START RECORD EXCERPTS

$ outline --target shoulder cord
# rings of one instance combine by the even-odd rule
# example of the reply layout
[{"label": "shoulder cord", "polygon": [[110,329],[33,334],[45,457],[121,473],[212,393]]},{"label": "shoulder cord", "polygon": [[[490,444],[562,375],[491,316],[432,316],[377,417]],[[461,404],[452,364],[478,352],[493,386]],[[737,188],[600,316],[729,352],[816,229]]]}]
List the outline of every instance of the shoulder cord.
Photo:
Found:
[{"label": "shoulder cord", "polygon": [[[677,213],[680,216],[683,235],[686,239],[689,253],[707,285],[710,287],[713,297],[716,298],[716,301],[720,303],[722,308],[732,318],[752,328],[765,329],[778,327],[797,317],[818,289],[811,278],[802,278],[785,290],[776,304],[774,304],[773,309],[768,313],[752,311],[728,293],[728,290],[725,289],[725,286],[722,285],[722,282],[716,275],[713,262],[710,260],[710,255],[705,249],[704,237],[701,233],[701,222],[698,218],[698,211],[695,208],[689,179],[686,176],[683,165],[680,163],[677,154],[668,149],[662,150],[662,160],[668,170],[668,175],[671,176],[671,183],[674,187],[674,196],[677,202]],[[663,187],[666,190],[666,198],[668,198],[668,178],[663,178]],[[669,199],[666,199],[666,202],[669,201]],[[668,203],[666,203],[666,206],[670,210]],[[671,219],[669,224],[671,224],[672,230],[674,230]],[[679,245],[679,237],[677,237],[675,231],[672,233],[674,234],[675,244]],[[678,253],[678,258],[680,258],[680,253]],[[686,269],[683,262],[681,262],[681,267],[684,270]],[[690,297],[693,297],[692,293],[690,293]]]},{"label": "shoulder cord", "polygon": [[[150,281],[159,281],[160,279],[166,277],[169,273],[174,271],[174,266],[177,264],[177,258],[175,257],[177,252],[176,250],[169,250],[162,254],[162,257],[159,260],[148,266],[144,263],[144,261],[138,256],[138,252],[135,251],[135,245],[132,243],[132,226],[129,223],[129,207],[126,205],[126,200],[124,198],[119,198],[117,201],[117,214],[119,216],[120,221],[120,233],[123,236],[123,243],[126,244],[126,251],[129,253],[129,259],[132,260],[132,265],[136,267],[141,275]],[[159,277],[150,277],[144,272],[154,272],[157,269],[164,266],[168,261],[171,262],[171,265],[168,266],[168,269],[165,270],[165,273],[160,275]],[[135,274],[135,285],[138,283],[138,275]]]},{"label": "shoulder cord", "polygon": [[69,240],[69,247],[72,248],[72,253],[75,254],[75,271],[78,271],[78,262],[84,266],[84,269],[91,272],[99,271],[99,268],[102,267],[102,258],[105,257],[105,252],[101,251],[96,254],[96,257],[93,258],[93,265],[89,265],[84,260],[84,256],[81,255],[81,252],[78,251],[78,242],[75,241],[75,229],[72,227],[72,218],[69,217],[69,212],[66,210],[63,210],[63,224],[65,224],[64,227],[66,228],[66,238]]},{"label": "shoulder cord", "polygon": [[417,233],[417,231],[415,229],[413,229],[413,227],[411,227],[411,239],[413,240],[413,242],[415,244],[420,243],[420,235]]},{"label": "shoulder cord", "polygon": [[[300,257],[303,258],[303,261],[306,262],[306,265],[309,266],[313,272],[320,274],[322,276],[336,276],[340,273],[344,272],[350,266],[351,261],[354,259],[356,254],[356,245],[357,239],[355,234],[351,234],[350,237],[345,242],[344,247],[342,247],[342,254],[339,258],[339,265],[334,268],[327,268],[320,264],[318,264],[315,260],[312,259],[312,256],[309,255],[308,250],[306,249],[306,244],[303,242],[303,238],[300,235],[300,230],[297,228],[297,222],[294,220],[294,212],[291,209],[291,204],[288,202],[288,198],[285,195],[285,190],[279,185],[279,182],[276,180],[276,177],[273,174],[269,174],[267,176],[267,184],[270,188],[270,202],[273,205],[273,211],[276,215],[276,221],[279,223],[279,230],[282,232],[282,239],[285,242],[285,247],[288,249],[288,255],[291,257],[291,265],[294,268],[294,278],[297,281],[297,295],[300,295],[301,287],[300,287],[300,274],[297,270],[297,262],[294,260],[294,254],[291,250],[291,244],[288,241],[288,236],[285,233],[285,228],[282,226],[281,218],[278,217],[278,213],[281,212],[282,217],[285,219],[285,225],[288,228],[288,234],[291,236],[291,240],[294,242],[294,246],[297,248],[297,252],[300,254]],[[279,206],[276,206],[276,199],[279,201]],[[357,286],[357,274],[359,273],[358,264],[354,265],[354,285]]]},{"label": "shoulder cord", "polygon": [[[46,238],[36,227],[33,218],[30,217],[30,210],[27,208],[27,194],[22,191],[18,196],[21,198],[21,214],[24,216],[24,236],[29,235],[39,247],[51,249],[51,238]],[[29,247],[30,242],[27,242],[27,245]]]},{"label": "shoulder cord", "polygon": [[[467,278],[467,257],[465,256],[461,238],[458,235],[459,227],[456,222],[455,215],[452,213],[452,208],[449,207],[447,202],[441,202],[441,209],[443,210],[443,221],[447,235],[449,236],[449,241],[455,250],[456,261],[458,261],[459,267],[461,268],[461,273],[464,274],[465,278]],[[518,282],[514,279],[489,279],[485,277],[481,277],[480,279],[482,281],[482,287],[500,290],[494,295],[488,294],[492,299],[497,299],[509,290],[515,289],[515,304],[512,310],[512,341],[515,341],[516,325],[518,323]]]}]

END RECORD EXCERPTS

**WHAT YOU HAVE TO DO:** Every word of every entry must be returned as it appears.

**OUTPUT FOR THIS TASK:**
$ outline --target shoulder cord
# rings of one instance combine by the even-odd rule
# example of the reply layout
[{"label": "shoulder cord", "polygon": [[110,329],[33,334],[45,457],[121,473],[212,393]]},{"label": "shoulder cord", "polygon": [[[490,444],[562,375],[491,316],[432,316],[377,417]],[[461,404],[452,364],[478,352],[493,386]],[[737,188],[600,316],[729,352],[816,229]]]}]
List the outline of every instance of the shoulder cord.
Photo:
Found:
[{"label": "shoulder cord", "polygon": [[[677,213],[680,216],[683,235],[686,239],[689,253],[707,285],[710,287],[713,297],[716,298],[716,301],[720,303],[722,308],[732,318],[752,328],[765,329],[778,327],[797,317],[818,289],[811,278],[802,278],[785,290],[776,304],[774,304],[773,309],[768,313],[752,311],[728,293],[728,290],[725,289],[725,286],[722,285],[722,282],[716,275],[713,262],[710,260],[710,255],[705,249],[704,237],[701,233],[701,222],[698,218],[698,211],[695,208],[689,179],[686,176],[683,165],[680,163],[677,154],[668,149],[662,150],[662,160],[668,170],[668,175],[671,176],[671,183],[674,187],[674,196],[677,202]],[[663,187],[666,190],[666,198],[668,198],[668,178],[663,178]],[[669,199],[666,199],[666,202],[669,201]],[[668,203],[666,203],[666,206],[670,210]],[[671,219],[669,224],[671,224],[672,230],[674,230]],[[679,245],[679,237],[677,237],[675,231],[672,233],[674,234],[675,244]],[[678,253],[678,258],[680,258],[680,253]],[[686,269],[683,262],[681,262],[681,267],[684,270]],[[690,297],[693,297],[692,293],[690,293]]]},{"label": "shoulder cord", "polygon": [[[150,281],[159,281],[160,279],[166,277],[169,273],[174,271],[174,266],[177,264],[177,258],[175,257],[177,252],[176,250],[169,250],[162,254],[162,257],[159,260],[148,266],[144,263],[144,261],[138,256],[138,252],[135,251],[135,245],[132,243],[132,226],[129,223],[129,207],[126,205],[126,200],[124,198],[119,198],[117,201],[117,214],[119,216],[120,221],[120,233],[123,236],[123,243],[126,244],[126,251],[129,253],[129,259],[132,260],[132,265],[136,267],[141,275]],[[159,277],[150,277],[144,272],[154,272],[157,269],[164,266],[168,261],[171,262],[171,265],[168,266],[168,269],[165,270],[165,273],[160,275]],[[135,274],[135,285],[138,283],[138,275]]]},{"label": "shoulder cord", "polygon": [[69,240],[69,247],[72,248],[72,253],[75,254],[75,271],[78,271],[78,262],[84,266],[84,269],[91,272],[99,271],[99,268],[102,267],[102,258],[105,257],[105,252],[101,251],[96,254],[96,257],[93,258],[93,265],[89,265],[84,260],[84,256],[81,255],[81,252],[78,251],[78,242],[75,241],[75,229],[72,227],[72,218],[69,217],[69,212],[66,210],[63,210],[63,224],[65,224],[64,227],[66,228],[66,238]]},{"label": "shoulder cord", "polygon": [[417,233],[417,231],[415,229],[413,229],[413,227],[411,227],[411,239],[413,240],[413,242],[415,244],[420,243],[420,235]]},{"label": "shoulder cord", "polygon": [[[300,257],[303,258],[303,261],[306,262],[306,265],[309,266],[313,272],[320,274],[322,276],[336,276],[340,273],[344,272],[350,266],[351,261],[354,259],[356,254],[356,245],[357,239],[355,234],[351,234],[350,237],[345,242],[344,247],[342,247],[342,254],[339,258],[339,265],[334,268],[327,268],[320,264],[318,264],[315,260],[312,259],[312,256],[309,255],[308,250],[306,249],[306,244],[303,242],[303,238],[300,235],[300,230],[297,228],[297,222],[294,220],[294,212],[291,209],[291,204],[288,202],[288,198],[285,195],[285,190],[279,185],[279,182],[276,180],[276,177],[273,174],[269,174],[267,176],[267,184],[270,188],[270,202],[273,205],[273,211],[276,215],[276,221],[279,223],[279,230],[282,232],[282,239],[285,242],[285,247],[288,249],[288,255],[291,257],[291,265],[294,268],[294,278],[297,281],[297,295],[300,295],[301,287],[300,287],[300,274],[297,270],[297,262],[294,260],[294,254],[291,250],[291,244],[288,241],[288,236],[285,233],[285,228],[282,226],[281,218],[278,217],[278,213],[281,212],[282,217],[285,219],[285,225],[288,228],[288,234],[291,236],[291,240],[294,242],[294,246],[297,248],[297,252],[300,254]],[[279,206],[276,206],[276,199],[279,201]],[[357,286],[357,274],[359,273],[358,264],[354,265],[354,285]]]},{"label": "shoulder cord", "polygon": [[[46,238],[36,227],[33,218],[30,217],[30,210],[27,208],[27,194],[22,191],[18,196],[21,198],[21,214],[24,216],[24,236],[29,235],[39,247],[51,249],[51,238]],[[29,247],[30,242],[27,242],[27,245]]]},{"label": "shoulder cord", "polygon": [[[467,278],[467,257],[465,256],[461,238],[458,235],[459,227],[456,222],[455,215],[452,213],[452,208],[449,207],[447,202],[441,202],[441,209],[443,210],[443,221],[447,235],[449,236],[449,241],[455,250],[456,261],[458,261],[459,267],[461,268],[461,273],[464,274],[465,278]],[[518,282],[514,279],[489,279],[485,277],[481,277],[480,279],[482,281],[482,287],[500,290],[494,295],[488,294],[492,299],[497,299],[509,290],[515,289],[515,304],[512,310],[512,341],[515,341],[516,325],[518,323]]]}]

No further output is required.